EXERCISE TASKS:
A. In the court excerpt, what class of felony does Section 1193(1)(c)(ii) set for the repeat offense?
B. Transcribe the court excerpt from "For the reasons" up to and including "plain and unambiguous.".

EXCERPT PROVIDED:
* * * * *
For the reasons set forth below, the defendant's argument is rejected and his application to dismiss the instant indictment as defective is in all respects denied.
Section 1193(1)(c)(ii) of the Vehicle and Traffic Law now provides in relevant part that, “A person who operates a vehicle in violation of subdivision two, three or four of section eleven hundred ninety-two of this article after having been convicted of a violation of subdivision two, three or four of such section ․ twice within the preceding ten years, shall be guilty of a class D felony, and shall be punished by a fine of not less than two thousand dollars nor more than ten thousand dollars or by a period of imprisonment as provided in the penal law, or by both such fine and imprisonment.” It appears to this Court that those words are clear, plain and unambiguous.
* * * * *
DATA SEGMENT:

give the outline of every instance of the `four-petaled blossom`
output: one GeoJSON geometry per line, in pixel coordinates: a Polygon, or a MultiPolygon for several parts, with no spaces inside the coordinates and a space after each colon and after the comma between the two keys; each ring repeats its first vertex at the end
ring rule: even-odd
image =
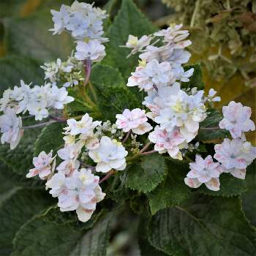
* * * * *
CORRECT ANSWERS:
A. A class D felony.

B.
For the reasons set forth below, the defendant's argument is rejected and his application to dismiss the instant indictment as defective is in all respects denied.
Section 1193(1)(c)(ii) of the Vehicle and Traffic Law now provides in relevant part that, “A person who operates a vehicle in violation of subdivision two, three or four of section eleven hundred ninety-two of this article after having been convicted of a violation of subdivision two, three or four of such section ․ twice within the preceding ten years, shall be guilty of a class D felony, and shall be punished by a fine of not less than two thousand dollars nor more than ten thousand dollars or by a period of imprisonment as provided in the penal law, or by both such fine and imprisonment.” It appears to this Court that those words are clear, plain and unambiguous.